> [The data]:
▽

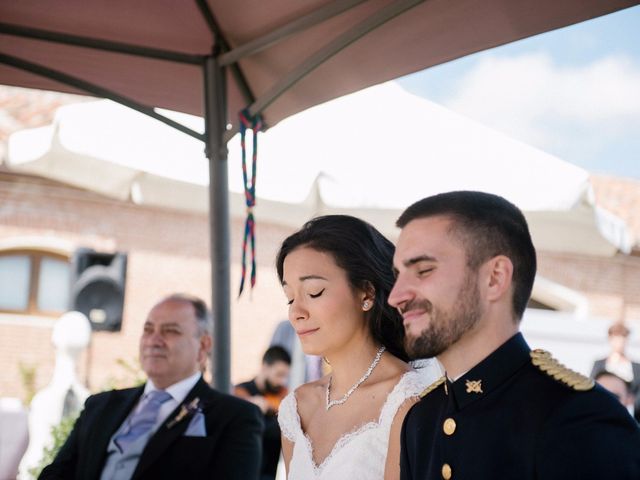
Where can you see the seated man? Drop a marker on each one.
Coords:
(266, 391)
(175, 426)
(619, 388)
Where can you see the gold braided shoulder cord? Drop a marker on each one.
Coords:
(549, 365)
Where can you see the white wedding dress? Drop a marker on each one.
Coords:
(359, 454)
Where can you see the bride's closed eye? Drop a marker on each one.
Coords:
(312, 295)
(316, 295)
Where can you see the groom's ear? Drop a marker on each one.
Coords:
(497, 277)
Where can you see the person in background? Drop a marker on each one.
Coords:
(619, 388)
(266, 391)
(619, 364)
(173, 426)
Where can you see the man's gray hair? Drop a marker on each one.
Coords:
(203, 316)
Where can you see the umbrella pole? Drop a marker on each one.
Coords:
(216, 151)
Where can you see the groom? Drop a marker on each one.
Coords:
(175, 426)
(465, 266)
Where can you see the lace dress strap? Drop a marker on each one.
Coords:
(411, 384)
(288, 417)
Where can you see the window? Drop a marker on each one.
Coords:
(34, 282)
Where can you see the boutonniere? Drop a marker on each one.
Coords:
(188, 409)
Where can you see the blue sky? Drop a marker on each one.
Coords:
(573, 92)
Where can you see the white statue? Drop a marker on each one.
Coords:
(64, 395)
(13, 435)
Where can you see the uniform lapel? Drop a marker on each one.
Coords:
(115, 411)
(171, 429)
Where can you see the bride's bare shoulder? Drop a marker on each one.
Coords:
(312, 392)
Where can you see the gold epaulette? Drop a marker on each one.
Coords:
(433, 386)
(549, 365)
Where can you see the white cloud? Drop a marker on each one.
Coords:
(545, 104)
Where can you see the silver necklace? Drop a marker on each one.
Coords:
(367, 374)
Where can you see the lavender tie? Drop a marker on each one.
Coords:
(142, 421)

△
▽

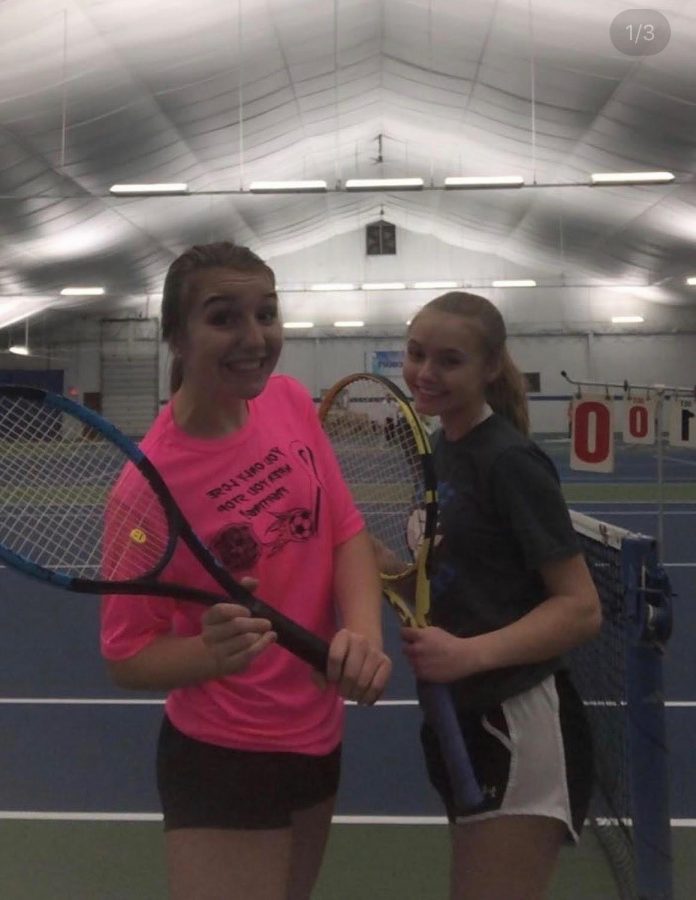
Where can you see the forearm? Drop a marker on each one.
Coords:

△

> [Description of the task]: Every line in the data that holds the string "bride" should be copied.

> [Finished task]:
Where can you see the bride's closed eye? Drop a marker on each one.
Where can you see the bride's bare shoulder? Drop a marker on each one.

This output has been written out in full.